- **Work instruction 1**
In the Plaza Hotel history below, what did the Trader Vic's bar replace during the second phase of renovations?
- **Work instruction 2**
Continue the Plaza Hotel history below, starting after its final sentence.

- **Source document**
The Plaza Hotel Corporation, the hotel's operator, was merged with the Hilton Hotels Corporation in 1946. The following year, the Plaza Rendez-Vous opened within the old grill room space. By the early 1950s, women were allowed inside the Oak Room and Bar during evenings and in the summer. The Oak Room and Bar was still a men-only space before 3 p.m., while the stock exchanges were open.
Hilton sold the hotel in 1953 to Boston industrialist A.M. "Sonny" Sonnabend for $15 million,[x] and immediately leased it back for 2.5 years. Sonnabend became president of national restaurant chain Childs Company in 1955, and Childs purchased the Plaza that November for $6.2 million in stock.[xi] The same year, the ground-floor Plaza Restaurant was renamed the Edwardian Room. James S. Graham Jr. simultaneously renovated the State Apartment, and air conditioning was installed in each guest room. Childs became the Hotel Corporation of America (HCA) in 1956, and Hilton's lease was renewed indefinitely that year. HCA sold the Plaza to Lawrence Wien in November 1958 for $21 million[xii] and immediately leased it back for 25 years. The transaction included curtailing Hilton's lease to April 1960, at which time HCA assumed the operating lease.
The Plaza Hotel experienced financial difficulties during the early 1960s; but under Sonnabend's management, the Plaza's financial outlook improved by 1964. The facade of the hotel was cleaned in late 1960, the first time that the exterior had been fully cleaned since its construction. This was followed, in 1962, by extensive exterior and interior renovations, which resulted in the redecoration of many of the suites and public rooms. Four of the hotel's hydraulic elevators were replaced with electric elevators in 1964, including the three elevators in the 58th Street lobby. A second phase of renovations was announced the same year, which entailed enlarging some public rooms and replacing the ground-floor barber shop with a Trader Vic's bar. The ballroom's foyer and stair hall were combined during this renovation, which was completed by 1965, having cost $9 million.[xiii]
Upon Sonny Sonnabend's death in 1964, his son Roger took over the hotel. Further changes to the hotel's ownership occurred the next year, when Sol Goldman and Alexander DiLorenzo's firm, Wellington Associates, bought an option to obtain a half-interest in the underlying land from Hilton. Gender restrictions at the Oak Room were removed in 1969, after the National Organization for Women held a sit-in to protest the men-only policy during middays. HCA, by then renamed Sonesta Hotels, announced another round of renovations in 1971. This included the redecoration of the Grand Ballroom, as well as the replacement of the Edwardian Room with a restaurant called the Green Tulip, whose pink, lime, and brown design by Sally Dryden received a largely negative reception from the public. The ballroom was also renovated at this time.

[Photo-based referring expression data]
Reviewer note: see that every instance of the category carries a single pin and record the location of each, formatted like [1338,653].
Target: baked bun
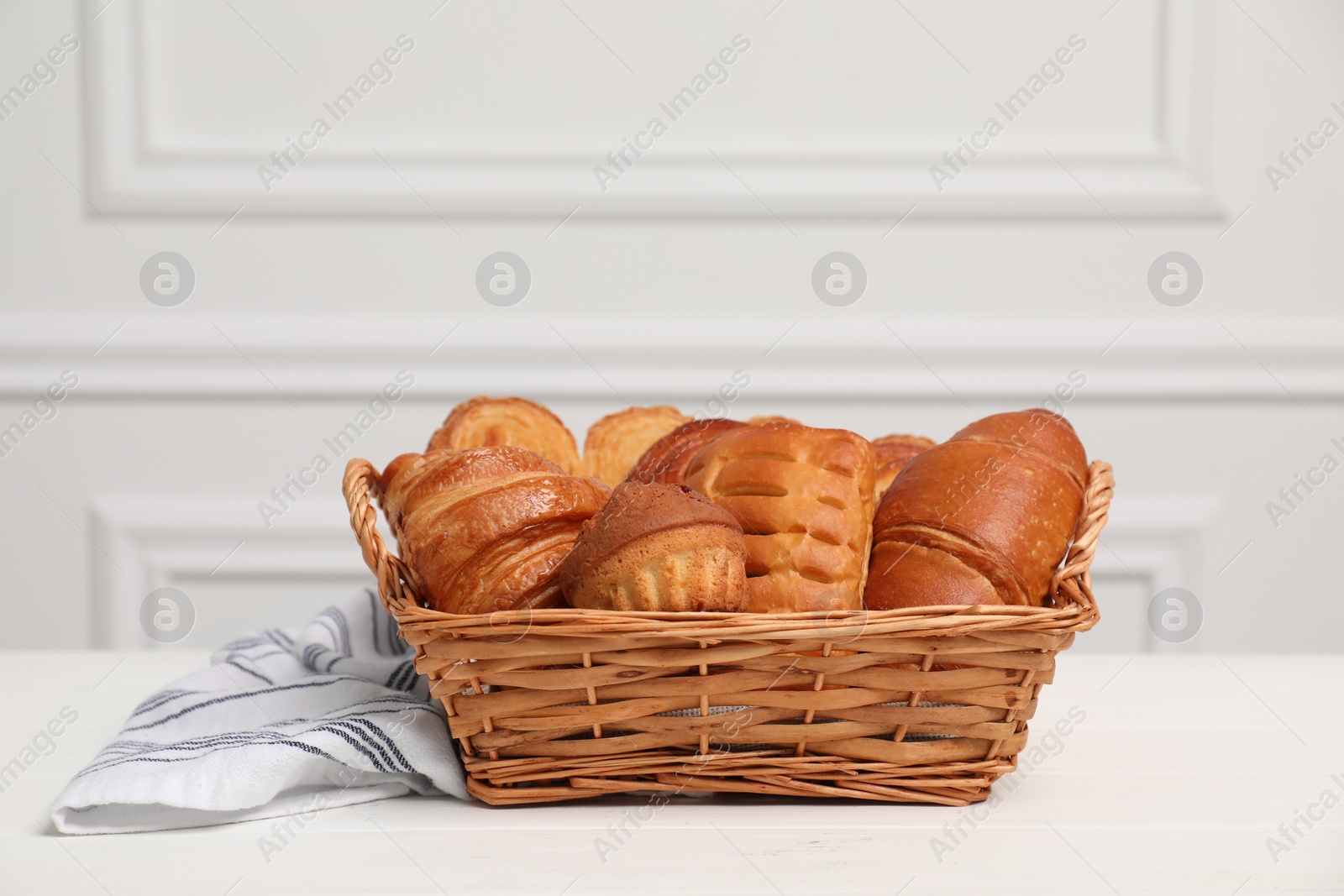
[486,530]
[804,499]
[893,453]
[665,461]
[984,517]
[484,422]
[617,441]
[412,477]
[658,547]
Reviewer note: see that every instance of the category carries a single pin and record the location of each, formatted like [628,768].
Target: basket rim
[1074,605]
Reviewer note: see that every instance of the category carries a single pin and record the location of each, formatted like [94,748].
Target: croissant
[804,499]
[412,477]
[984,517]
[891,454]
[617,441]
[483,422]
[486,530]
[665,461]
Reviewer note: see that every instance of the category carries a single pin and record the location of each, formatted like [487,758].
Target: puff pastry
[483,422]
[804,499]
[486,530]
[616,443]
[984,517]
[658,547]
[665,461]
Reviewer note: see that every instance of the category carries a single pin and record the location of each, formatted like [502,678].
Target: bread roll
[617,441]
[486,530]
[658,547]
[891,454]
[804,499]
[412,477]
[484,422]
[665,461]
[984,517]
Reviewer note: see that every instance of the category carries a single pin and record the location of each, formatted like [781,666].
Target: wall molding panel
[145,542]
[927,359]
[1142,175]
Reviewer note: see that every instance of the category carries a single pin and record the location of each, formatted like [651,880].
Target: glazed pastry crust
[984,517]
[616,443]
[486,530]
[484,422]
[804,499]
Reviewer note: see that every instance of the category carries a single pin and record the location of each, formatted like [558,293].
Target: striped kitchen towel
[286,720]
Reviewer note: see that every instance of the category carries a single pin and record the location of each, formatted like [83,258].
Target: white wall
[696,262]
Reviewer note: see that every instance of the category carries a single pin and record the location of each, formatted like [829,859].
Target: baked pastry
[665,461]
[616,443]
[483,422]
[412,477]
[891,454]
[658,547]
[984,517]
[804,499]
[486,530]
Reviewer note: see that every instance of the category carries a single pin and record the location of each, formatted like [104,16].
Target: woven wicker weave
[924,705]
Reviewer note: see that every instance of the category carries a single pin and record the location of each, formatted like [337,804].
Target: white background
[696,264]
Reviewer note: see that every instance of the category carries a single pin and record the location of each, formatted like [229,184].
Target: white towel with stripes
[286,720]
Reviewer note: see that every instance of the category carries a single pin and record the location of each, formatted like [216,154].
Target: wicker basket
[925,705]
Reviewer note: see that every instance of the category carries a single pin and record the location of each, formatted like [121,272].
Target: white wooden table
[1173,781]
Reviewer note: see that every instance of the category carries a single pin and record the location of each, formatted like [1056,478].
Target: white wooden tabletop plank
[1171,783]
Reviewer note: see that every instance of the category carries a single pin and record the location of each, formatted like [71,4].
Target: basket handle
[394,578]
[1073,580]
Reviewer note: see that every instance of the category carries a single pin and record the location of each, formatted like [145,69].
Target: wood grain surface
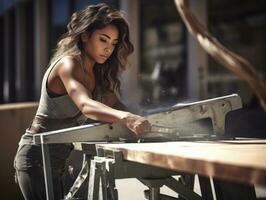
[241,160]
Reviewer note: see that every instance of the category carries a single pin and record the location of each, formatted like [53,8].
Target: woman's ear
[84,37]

- **Reply 1**
The ground-floor barber shop.

- **Reply 2**
The renovations coincided with a decline in Sonesta's and the Plaza's finances, with the hotel recording negative net income in 1971. Sonesta repurchased the Plaza Hotel from Wien in 1972. Shortly afterward, Sonesta looked to sell its interest in the hotel to Harry Helmsley, and Wellington attempted to take over Sonesta by buying its shares. Both the sale and the attempted Sonesta takeover were unsuccessful; and Wellington made an offer for Sonesta's share of the hotel in April 1974, which Sonesta refused.
In November 1974, Western International Hotels announced its intention to buy the Plaza Hotel from Sonesta for $25 million.[xiv] The same year, the Edwardian Room was largely restored according to designs by Charles Winslow, and was rebranded as the Plaza Suite. Following Western International's acquisition of the Plaza, it renovated the interior spaces, cleaned the exterior, and restored much of the hotel according to the original designs, at a total cost of $200 million.[xv] The four hydraulic elevators serving the Central Park South lobby, among the last of their type in the city, were replaced with electric elevators in 1976. Westin also bought the Shinn murals that year for $1 million; they had not been part of the original sale. The Rambusch Company was hired to restore the Oak Room and Bar. The next year, a 204-seat theater called Cinema 3 opened in the basement. The Persian Room was closed in 1978, and a clothing boutique opened in its place. Westin had planned to restore the Palm Court's skylight, but this did not happen.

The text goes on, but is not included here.